• EXTRACTED TEXT:
• • •
Market volatility in the digital asset industry is something all investors regularly have to deal with. Therefore, it becomes imperative that an investor enters the market at the right price point, in order to accrue the maximum profit.

Keeping that piece of advice in mind, recent data has suggested that a significant number of addresses may have entered the market of the world’s largest altcoin at the wrong time.

Source: intotheblock

The attached chart categorizes and classifies addresses in two divisions – All-Time Highers and All-Time Lowers. All-time-Highers are the addresses that practically bought into Ethereum in a range within 20 percent from its all-time-high valuation of $1420. In the same manner, All-time Lowers are the addresses that entered that market within 20 percent from the all-time low market value.

Jotting down the range in numbers, it was suggested that at press time, around 395K addresses present in the market had bought into the Ethereum market when it was priced between $1420 and $1130. The loss incurred by those addresses, at the moment, is close to 90 percent. In comparison, only 1.4k addresses came under the bracket of ATL, addresses that incurred a profit of close to 45 percent, at press time.

Ethereum hodlers’ sentiment

Source: intotheblock

In the short term, Ethereum’s credentials as an investment may have been affected, but over the past year, the number of users hodling the 2nd largest crypto-asset has grown in numbers.

In March 2019, around 8.79 million addresses held approx 48 million ETH collectively and the weighted average time period was around 2.1 years at that time. Since then, the weighted average has risen to 2.4 years and the total amount of ETH held has improved as well. At press time, March 2020 data revealed that over 57 million ETH tokens were being hodled together by 19.97 million addresses.

Source: intotheblock

In terms of cruisers’ addresses, entities holding Ethereum for a duration of fewer than 12 months remained consistent throughout the past year, with only a relative increase over the past 3 months.

In fact, the average time held in the short-term improved from 5.7 months during the end of December 2019 to 6.3 months on 17 March. The rise in short-term hodlers could be due to the early bullish rally in January and February this year.
• • •
• EXERCISE BRIEF:
From the Ethereum article above, list every number of addresses it reports, along with the group or date each number describes.
• • •
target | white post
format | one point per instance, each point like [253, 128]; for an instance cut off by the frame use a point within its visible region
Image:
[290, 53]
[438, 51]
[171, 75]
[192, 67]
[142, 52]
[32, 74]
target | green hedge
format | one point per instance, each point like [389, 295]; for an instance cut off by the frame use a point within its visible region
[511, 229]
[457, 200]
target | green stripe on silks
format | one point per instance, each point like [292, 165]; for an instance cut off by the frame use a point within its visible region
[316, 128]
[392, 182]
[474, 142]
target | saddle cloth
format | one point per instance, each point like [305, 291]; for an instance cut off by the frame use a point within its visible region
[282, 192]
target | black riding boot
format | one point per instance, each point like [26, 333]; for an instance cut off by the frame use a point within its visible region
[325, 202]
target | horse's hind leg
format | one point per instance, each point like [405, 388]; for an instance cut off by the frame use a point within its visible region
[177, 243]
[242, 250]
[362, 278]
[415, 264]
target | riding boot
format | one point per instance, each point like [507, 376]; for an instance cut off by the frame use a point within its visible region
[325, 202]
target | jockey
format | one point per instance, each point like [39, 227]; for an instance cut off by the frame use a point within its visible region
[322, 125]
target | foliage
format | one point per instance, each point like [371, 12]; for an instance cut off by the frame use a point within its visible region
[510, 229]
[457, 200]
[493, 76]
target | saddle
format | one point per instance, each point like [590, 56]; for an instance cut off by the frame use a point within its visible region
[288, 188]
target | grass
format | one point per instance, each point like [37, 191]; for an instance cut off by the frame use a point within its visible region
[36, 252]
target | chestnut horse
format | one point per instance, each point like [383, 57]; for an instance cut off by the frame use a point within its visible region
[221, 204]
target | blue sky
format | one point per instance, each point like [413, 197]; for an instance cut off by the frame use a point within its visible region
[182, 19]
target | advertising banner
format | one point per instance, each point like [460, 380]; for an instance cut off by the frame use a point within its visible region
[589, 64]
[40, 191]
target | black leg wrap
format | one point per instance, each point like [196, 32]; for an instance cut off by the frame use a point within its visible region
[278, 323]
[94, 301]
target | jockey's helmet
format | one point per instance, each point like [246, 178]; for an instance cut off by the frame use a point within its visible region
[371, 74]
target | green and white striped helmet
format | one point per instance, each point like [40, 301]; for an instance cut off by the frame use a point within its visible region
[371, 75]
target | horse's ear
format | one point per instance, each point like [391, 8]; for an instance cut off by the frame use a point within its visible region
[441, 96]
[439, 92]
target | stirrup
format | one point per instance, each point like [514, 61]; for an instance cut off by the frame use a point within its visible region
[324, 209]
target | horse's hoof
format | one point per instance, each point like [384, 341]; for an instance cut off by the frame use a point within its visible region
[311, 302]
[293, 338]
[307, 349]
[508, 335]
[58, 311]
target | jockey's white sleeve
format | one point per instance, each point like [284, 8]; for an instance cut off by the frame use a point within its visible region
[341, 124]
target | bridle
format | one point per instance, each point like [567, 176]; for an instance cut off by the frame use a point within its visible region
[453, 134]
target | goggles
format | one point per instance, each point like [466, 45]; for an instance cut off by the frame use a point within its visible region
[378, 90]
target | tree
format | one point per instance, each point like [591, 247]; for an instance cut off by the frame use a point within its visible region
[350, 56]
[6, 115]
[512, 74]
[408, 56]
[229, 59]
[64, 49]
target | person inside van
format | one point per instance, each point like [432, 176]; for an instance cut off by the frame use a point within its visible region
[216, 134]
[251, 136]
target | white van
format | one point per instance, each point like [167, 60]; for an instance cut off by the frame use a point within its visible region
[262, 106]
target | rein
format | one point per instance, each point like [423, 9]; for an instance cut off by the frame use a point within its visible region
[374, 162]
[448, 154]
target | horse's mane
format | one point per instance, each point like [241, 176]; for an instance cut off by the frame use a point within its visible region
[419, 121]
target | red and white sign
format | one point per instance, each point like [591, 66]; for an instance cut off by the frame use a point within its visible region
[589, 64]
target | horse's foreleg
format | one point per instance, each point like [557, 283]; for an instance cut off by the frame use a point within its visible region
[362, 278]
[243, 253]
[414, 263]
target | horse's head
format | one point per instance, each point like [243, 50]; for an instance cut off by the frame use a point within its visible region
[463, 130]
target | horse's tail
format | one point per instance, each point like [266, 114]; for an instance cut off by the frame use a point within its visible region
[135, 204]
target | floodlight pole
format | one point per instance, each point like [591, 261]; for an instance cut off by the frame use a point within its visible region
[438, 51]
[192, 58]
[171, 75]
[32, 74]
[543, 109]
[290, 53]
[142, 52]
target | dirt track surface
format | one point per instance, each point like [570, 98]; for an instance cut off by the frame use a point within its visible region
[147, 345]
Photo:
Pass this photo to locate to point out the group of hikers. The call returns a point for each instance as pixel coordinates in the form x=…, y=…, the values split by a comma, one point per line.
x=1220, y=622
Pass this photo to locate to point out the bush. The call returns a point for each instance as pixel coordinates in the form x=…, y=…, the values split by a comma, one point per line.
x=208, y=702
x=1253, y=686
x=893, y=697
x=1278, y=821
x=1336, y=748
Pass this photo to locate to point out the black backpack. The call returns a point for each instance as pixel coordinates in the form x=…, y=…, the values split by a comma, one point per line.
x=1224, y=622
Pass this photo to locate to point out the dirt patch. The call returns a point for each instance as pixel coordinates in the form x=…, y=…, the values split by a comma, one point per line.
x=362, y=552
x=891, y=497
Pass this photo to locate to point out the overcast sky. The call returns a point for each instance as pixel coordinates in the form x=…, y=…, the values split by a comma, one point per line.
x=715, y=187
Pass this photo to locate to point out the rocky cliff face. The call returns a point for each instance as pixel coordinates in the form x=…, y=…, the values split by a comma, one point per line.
• • •
• FINAL RESULT:
- Around 395K: addresses that bought into Ethereum when it was priced between $1420 and $1130 (All-Time Highers)
- 1.4k: addresses in the ATL bracket (All-Time Lowers)
- Around 8.79 million: addresses holding approximately 48 million ETH in March 2019
- 19.97 million: addresses holding over 57 million ETH in March 2020